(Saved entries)
____________
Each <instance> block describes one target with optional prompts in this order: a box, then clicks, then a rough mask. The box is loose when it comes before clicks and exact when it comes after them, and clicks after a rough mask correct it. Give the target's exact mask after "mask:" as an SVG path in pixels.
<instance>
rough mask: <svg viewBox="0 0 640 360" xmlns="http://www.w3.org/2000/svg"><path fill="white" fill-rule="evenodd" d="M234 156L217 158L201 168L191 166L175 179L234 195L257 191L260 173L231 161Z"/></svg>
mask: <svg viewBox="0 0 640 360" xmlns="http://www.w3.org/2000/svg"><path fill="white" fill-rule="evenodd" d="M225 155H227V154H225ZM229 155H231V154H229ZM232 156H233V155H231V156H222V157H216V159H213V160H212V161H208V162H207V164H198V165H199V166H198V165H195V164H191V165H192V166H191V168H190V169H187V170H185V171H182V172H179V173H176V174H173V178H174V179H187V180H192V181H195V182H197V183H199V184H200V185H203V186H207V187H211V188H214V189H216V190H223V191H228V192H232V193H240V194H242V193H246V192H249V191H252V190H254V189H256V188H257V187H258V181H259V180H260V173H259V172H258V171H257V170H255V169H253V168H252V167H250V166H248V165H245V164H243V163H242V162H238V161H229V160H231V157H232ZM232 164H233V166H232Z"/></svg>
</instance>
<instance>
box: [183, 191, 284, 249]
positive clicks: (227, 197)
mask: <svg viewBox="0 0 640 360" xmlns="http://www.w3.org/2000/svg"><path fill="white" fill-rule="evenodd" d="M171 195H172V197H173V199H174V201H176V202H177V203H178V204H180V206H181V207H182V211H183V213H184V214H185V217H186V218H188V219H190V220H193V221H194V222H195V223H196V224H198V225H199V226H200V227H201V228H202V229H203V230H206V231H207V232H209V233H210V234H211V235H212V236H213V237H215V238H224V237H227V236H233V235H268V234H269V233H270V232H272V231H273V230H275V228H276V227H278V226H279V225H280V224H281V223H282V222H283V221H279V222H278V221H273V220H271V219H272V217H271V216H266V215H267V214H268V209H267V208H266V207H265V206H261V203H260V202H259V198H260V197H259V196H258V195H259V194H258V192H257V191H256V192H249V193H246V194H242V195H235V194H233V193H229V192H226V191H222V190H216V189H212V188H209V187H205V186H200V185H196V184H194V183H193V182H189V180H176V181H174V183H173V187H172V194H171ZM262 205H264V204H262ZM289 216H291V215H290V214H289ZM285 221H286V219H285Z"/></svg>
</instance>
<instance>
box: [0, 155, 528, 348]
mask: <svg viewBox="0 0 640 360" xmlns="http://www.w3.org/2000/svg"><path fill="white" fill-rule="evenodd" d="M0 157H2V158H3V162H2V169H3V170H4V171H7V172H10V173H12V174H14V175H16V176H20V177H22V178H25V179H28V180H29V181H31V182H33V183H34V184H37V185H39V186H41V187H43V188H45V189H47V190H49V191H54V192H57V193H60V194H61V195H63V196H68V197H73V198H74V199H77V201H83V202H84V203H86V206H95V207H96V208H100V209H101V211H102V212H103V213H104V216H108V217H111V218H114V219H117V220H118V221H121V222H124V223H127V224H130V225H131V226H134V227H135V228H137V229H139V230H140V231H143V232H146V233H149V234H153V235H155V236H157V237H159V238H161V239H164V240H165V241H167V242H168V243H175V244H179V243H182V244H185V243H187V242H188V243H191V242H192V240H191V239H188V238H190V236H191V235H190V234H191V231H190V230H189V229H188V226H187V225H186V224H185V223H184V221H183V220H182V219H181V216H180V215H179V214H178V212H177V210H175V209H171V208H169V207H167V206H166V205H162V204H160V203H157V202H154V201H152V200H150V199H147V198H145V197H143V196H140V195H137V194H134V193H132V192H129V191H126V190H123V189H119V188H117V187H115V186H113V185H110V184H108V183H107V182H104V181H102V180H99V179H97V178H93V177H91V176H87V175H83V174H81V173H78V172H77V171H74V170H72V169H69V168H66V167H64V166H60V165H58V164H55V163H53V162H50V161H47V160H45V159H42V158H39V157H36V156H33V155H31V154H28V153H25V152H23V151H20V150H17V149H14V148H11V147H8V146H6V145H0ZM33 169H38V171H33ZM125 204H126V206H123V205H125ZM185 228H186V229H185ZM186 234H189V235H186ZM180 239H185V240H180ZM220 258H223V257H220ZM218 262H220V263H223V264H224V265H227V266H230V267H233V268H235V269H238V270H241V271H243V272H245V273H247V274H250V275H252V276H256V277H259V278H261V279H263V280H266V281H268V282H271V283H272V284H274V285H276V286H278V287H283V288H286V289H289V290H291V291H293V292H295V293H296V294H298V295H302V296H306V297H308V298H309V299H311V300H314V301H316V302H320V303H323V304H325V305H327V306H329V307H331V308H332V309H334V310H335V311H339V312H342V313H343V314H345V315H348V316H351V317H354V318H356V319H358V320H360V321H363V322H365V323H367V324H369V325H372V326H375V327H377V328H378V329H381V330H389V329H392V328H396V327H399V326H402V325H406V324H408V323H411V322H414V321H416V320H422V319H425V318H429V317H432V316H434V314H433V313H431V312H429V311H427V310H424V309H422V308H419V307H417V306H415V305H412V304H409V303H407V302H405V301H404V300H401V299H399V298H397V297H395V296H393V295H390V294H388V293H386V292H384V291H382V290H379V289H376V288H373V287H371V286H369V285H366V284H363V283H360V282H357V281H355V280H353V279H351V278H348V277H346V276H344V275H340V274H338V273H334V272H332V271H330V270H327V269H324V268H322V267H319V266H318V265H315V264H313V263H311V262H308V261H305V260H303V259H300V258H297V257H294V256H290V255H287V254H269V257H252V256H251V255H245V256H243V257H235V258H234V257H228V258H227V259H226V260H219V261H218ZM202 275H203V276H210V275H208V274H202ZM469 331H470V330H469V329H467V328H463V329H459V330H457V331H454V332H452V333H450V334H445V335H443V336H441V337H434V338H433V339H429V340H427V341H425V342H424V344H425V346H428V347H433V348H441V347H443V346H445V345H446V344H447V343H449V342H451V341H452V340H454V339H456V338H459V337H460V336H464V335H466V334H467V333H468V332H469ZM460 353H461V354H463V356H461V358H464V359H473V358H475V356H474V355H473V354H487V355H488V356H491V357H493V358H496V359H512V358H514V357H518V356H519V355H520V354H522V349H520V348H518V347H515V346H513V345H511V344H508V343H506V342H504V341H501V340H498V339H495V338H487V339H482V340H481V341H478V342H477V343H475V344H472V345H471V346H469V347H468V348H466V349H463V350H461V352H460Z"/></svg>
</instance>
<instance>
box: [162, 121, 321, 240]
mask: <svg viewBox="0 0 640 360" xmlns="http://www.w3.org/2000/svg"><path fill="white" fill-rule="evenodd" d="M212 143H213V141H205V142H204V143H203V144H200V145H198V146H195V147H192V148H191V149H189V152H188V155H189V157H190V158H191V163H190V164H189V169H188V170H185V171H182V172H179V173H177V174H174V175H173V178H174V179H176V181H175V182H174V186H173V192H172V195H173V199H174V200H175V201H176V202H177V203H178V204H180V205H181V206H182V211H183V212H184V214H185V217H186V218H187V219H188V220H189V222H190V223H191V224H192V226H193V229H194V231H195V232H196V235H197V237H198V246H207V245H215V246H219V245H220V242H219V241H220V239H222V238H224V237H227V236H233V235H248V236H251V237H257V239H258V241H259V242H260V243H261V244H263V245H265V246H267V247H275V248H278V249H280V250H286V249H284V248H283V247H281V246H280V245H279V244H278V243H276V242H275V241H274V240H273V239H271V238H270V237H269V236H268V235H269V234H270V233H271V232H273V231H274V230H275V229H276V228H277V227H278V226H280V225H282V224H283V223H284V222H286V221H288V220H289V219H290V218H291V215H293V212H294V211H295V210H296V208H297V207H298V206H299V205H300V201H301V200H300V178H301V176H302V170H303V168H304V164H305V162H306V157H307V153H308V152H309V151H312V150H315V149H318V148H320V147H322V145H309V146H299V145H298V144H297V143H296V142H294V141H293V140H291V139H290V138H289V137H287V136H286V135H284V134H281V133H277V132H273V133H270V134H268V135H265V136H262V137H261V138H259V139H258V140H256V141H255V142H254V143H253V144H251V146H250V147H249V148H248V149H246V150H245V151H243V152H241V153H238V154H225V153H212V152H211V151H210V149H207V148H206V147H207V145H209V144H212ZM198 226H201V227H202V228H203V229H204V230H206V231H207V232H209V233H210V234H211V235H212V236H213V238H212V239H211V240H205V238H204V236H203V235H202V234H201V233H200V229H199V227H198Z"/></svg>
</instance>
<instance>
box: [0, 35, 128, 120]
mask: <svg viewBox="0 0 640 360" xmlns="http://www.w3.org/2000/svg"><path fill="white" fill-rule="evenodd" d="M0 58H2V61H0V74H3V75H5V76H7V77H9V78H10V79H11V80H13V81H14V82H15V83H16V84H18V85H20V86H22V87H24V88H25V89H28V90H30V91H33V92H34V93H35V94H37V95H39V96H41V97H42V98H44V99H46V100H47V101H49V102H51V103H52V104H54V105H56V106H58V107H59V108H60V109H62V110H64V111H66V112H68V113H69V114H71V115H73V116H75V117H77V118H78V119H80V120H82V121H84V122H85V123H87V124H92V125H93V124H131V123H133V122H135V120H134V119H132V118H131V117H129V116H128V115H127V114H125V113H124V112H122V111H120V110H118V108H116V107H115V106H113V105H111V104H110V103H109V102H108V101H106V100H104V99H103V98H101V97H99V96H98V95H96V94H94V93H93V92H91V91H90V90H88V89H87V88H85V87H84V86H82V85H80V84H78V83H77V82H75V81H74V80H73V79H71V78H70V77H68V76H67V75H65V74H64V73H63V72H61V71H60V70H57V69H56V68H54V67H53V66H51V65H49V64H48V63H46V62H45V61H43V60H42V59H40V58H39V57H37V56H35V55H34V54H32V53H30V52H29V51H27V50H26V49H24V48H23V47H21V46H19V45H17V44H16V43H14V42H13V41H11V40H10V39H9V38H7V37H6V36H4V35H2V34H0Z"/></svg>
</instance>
____________
EXERCISE AIM |
Quote the data above from the line containing "rough mask: <svg" to the line containing "box: [183, 191, 284, 249]", inclusive, and stop.

EXPECTED OUTPUT |
rough mask: <svg viewBox="0 0 640 360" xmlns="http://www.w3.org/2000/svg"><path fill="white" fill-rule="evenodd" d="M234 156L217 158L201 168L191 166L175 179L234 195L257 191L260 173L231 161Z"/></svg>
mask: <svg viewBox="0 0 640 360" xmlns="http://www.w3.org/2000/svg"><path fill="white" fill-rule="evenodd" d="M225 155H227V154H225ZM229 155H231V154H229ZM232 156H233V155H231V156H222V157H216V159H213V160H212V161H208V162H207V164H198V165H199V166H198V165H195V164H191V165H192V166H191V168H190V169H187V170H185V171H182V172H179V173H176V174H173V178H174V179H187V180H192V181H195V182H197V183H199V184H200V185H203V186H207V187H211V188H214V189H216V190H223V191H228V192H232V193H240V194H242V193H246V192H249V191H252V190H254V189H256V188H257V187H258V181H259V180H260V173H259V172H258V171H257V170H255V169H253V168H252V167H250V166H248V165H245V164H243V163H242V162H238V161H229V160H231V157H232ZM232 164H233V166H232Z"/></svg>
</instance>
<instance>
box: [183, 191, 284, 249]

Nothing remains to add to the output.